- [PROBLEM TO WORK ON]: Copy the listing verbatim, excluding any images found in it.

- [DATA SECTION]:
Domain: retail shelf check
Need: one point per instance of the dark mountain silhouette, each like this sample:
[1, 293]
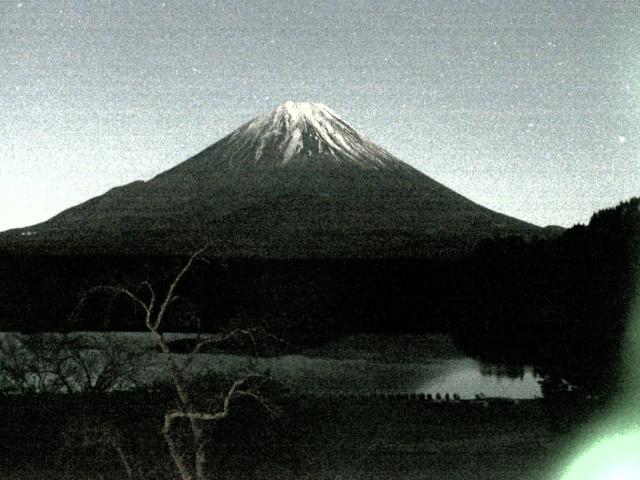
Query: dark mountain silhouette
[295, 182]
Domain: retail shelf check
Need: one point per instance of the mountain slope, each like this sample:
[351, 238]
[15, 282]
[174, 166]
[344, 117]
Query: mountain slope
[295, 182]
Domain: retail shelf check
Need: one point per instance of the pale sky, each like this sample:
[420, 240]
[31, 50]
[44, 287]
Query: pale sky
[531, 108]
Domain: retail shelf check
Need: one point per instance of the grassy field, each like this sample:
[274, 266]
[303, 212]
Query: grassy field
[312, 438]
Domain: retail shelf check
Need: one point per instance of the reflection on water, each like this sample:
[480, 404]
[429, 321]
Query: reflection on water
[364, 364]
[469, 379]
[462, 376]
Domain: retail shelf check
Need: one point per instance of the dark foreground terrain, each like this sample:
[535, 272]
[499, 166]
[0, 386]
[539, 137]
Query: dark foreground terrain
[68, 437]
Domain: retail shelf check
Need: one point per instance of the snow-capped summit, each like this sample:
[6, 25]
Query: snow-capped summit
[297, 181]
[304, 133]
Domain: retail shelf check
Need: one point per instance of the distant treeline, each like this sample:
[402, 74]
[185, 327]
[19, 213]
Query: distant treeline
[303, 300]
[562, 304]
[559, 302]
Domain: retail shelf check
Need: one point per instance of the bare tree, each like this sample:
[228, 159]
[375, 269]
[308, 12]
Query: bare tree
[66, 363]
[155, 312]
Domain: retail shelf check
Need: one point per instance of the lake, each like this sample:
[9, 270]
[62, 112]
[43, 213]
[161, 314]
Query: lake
[359, 364]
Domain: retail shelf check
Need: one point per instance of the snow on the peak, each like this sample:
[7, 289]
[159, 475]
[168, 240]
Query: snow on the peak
[301, 130]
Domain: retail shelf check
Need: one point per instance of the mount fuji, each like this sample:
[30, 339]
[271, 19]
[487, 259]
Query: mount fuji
[295, 182]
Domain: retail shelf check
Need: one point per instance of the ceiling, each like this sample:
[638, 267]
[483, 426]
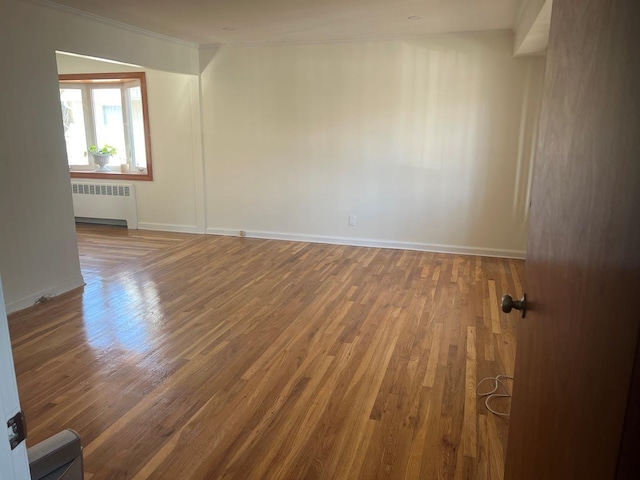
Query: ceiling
[281, 21]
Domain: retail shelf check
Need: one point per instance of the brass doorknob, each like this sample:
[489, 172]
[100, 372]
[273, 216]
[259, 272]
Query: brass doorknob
[508, 304]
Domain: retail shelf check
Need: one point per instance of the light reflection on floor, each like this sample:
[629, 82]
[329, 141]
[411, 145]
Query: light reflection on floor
[122, 313]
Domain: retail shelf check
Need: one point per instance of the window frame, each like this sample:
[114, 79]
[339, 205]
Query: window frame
[82, 79]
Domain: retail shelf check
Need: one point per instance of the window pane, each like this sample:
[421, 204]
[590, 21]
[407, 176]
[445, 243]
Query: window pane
[138, 151]
[107, 114]
[75, 135]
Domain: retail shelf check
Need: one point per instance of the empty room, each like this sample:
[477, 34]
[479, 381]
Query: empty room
[325, 239]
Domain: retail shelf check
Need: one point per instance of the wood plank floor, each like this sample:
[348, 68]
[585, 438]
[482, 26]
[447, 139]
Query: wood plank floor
[204, 357]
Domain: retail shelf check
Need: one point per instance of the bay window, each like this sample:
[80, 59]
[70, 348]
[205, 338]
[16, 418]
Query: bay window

- [WRITTEN SOLUTION]:
Domain: retail shelf check
Need: one point per instance of the dark mountain silhouette, each like this sample:
[1, 293]
Query: dark mountain silhouette
[295, 182]
Domain: retail shelf check
Need: one point per instance of the mountain slope, each like this sample:
[351, 238]
[15, 282]
[174, 166]
[344, 117]
Query: mountain slope
[295, 182]
Domain: retail shelf check
Need: one point per instance of the pale sky, each like this sample:
[420, 240]
[31, 50]
[44, 287]
Query: pale sky
[531, 108]
Domain: retail shelf check
Need: one point per instance of the grassy field, each like this sample:
[274, 266]
[303, 212]
Query: grassy field
[312, 438]
Domain: retail shelf check
Need: one point per instance of the reflection on water, each like this sample:
[480, 404]
[429, 321]
Query: reflection on water
[364, 364]
[469, 379]
[462, 376]
Domain: retail shelf check
Need: one point per instance of the dark foreground terrain, each like this sample:
[535, 272]
[499, 166]
[0, 386]
[539, 137]
Query: dark foreground terrain
[68, 437]
Domain: retail shelf check
Need: one point per instance of the snow-capped summit, each like this sample:
[6, 25]
Query: snow-capped summit
[297, 181]
[304, 133]
Domain: retail shelf check
Need: one point per instance of the distant treeline, each like this sample:
[402, 74]
[185, 327]
[19, 213]
Query: distant treeline
[303, 300]
[562, 304]
[559, 302]
Domain: retail shelf check
Need: one point per instance of the bare tree, each like this sample:
[228, 159]
[375, 269]
[308, 12]
Query: bare tree
[66, 363]
[155, 312]
Domain: retail shelf check
Need: one point per instance of the lake, each like this sample:
[9, 270]
[62, 112]
[43, 213]
[161, 314]
Query: lake
[359, 364]
Domain: retail shelf check
Need: one point per instance of the snow on the peak, each like this sample:
[7, 289]
[159, 475]
[168, 240]
Query: snow on the peak
[301, 130]
Domain: retail shelf check
Need: one point per instance of the mount fuji, each like this sample:
[30, 339]
[271, 19]
[487, 259]
Query: mount fuji
[295, 182]
Domain: retail shelf check
Need: one point per instance of the ceiling, each like this sample:
[638, 267]
[483, 426]
Query: ceiling
[281, 21]
Domain: retail shelf check
Need: one point per instance of the brass doorknob, each like this sample:
[489, 172]
[100, 372]
[273, 216]
[259, 272]
Query: brass doorknob
[508, 304]
Domain: retail shelf check
Need: one point per instance of the light reflection on floor, each like this sample:
[629, 82]
[329, 141]
[411, 145]
Query: light reflection on floor
[122, 313]
Domain: retail shelf check
Need: one point per instance of the window frame, each like this sample:
[114, 79]
[339, 205]
Query: window frame
[82, 79]
Domain: retail shelf check
Need: one point per instance of the window pane, each like this sample:
[421, 204]
[590, 21]
[407, 176]
[445, 243]
Query: window pane
[138, 151]
[107, 114]
[75, 135]
Domain: retail shelf check
Need: one point per instance of the empty room, each like this sample:
[477, 34]
[479, 381]
Query: empty room
[325, 239]
Domain: retail shelf check
Need: one point per instance of the wood plank floor, each like this sample:
[348, 68]
[585, 438]
[482, 26]
[447, 139]
Query: wood plank floor
[204, 357]
Domain: retail shelf check
Need: one point per instance of the bay window, each like this sample:
[80, 59]
[70, 348]
[205, 338]
[16, 418]
Query: bay window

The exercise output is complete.